───── DATASET

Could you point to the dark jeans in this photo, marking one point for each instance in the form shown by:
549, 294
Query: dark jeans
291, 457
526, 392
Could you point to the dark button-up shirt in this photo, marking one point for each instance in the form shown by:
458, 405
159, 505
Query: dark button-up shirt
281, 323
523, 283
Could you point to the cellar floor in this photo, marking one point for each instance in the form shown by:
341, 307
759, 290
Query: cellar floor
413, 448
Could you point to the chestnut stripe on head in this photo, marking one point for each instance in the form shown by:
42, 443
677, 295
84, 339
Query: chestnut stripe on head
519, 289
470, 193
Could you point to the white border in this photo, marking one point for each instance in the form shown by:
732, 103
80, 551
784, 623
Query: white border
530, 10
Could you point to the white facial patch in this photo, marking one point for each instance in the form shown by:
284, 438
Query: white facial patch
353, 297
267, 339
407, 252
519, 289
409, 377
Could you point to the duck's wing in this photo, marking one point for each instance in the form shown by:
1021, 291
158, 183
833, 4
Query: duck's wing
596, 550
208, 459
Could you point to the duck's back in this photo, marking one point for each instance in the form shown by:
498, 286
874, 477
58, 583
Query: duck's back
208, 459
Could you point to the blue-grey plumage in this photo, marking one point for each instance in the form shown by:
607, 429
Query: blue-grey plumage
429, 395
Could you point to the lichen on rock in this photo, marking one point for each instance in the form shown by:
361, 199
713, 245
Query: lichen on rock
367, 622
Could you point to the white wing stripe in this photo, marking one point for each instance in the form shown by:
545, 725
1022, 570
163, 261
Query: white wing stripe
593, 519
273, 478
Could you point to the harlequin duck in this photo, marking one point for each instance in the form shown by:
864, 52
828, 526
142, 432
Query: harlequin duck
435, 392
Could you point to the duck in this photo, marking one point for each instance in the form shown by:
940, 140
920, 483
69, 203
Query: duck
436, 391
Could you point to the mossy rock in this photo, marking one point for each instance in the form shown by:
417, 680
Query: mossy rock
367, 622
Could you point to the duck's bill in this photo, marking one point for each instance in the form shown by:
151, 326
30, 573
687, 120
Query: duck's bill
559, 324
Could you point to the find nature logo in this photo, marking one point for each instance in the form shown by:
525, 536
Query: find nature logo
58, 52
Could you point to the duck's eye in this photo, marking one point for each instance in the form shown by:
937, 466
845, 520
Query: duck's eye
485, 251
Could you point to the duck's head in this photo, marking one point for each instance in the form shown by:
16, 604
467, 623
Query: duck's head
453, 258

──────────

• _WORK TO BE COMPLETED_
Starting at the line that contains "Could you point to the duck in" and ending with the last line of the items above, rewrite those lines as a numbered list with blank lines left out.

• _CORRECT ANSWER_
1. Could you point to the duck in this photo, marking one point for each instance in the form shown by:
2. 940, 140
3. 920, 483
4. 69, 203
5. Query: duck
6. 436, 391
7. Could you point to the mossy rock in this photo, marking one point for each instance in the form shown by:
8. 417, 680
9. Query: mossy rock
10. 367, 622
11. Could you point to the duck's bill in this photo, marking one point for each instance in the form shown by:
12. 151, 326
13. 30, 573
14. 687, 120
15. Query: duck's bill
16. 559, 324
17. Could you point to the find nature logo in this photo, marking one point for each instance in the form shown by:
18. 525, 536
19. Query: find nature logo
20. 58, 52
21. Could you point to the duck's eye in this photo, marking one point for each instance in the form shown by:
22. 937, 466
23. 845, 520
24. Query: duck's eye
25. 485, 251
26. Could you point to the duck's head in this photo, marking one point for each instance in the form shown by:
27. 16, 604
28. 467, 623
29. Query: duck's head
30. 453, 258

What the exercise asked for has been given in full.